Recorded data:
----------
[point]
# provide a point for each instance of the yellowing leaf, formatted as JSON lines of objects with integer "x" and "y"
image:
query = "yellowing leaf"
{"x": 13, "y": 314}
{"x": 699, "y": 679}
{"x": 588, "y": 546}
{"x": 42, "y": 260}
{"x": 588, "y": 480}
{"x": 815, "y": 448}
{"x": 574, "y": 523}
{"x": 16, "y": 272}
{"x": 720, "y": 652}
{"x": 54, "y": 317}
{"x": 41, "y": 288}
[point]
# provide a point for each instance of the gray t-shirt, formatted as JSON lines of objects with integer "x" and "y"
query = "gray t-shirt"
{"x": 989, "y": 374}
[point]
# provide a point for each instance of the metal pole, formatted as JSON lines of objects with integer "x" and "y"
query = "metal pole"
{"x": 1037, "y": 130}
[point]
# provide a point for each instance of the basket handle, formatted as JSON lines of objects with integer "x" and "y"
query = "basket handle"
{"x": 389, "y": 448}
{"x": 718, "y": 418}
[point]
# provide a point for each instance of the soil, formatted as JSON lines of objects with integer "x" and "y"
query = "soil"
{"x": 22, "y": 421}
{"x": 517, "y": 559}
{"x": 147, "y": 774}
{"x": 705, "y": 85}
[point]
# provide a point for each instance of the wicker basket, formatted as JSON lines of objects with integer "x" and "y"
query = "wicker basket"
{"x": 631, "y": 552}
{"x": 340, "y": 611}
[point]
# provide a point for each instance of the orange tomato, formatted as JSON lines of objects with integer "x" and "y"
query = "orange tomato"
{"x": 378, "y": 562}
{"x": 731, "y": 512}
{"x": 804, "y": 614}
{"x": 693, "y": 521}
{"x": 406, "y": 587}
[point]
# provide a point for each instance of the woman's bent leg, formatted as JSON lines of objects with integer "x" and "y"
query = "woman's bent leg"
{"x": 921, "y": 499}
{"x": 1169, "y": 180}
----------
Transcribe the whole listing with nothing added or left out.

[point]
# provide a point for each instance of the yellowing leaf, formatted as JSON lines of objects with integer "x" and "y"
image:
query = "yellowing leaf"
{"x": 13, "y": 314}
{"x": 699, "y": 679}
{"x": 588, "y": 546}
{"x": 42, "y": 260}
{"x": 588, "y": 480}
{"x": 815, "y": 448}
{"x": 574, "y": 523}
{"x": 16, "y": 272}
{"x": 720, "y": 652}
{"x": 54, "y": 317}
{"x": 41, "y": 288}
[point]
# provide a point for each instance of the gray t-shirt, formatted as JSON lines of objects with integer "x" and "y"
query = "gray t-shirt"
{"x": 989, "y": 374}
[point]
# provide a point for each instance of the metal pole, formatted as JSON lines of objects with integer "x" and "y"
query = "metal pole"
{"x": 1037, "y": 130}
[point]
# provide a point for each instance of the basket handle, formatted as JSON lines of objects with integer "x" and "y"
query = "basket handle"
{"x": 389, "y": 448}
{"x": 718, "y": 418}
[point]
# provide a point for each instance of the soil, formatted as JSON lines of objects with integer "x" and "y"
query = "soil"
{"x": 22, "y": 421}
{"x": 517, "y": 559}
{"x": 147, "y": 774}
{"x": 705, "y": 85}
[point]
# provide a point for each instance of the wicker basket, formatted as JSON lines of objects with integer "x" and "y"
query = "wicker basket"
{"x": 631, "y": 552}
{"x": 340, "y": 611}
[point]
# provide a point for each instance of the orange tomato, formatted as JSON lines of objects with integer "x" and "y"
query = "orange tomato"
{"x": 378, "y": 562}
{"x": 731, "y": 512}
{"x": 804, "y": 614}
{"x": 693, "y": 521}
{"x": 406, "y": 587}
[point]
# provide a point for each instance of the woman's bent leg, formatted as JSON lines of objects with integer "x" and "y"
query = "woman's bent leg"
{"x": 921, "y": 499}
{"x": 1169, "y": 180}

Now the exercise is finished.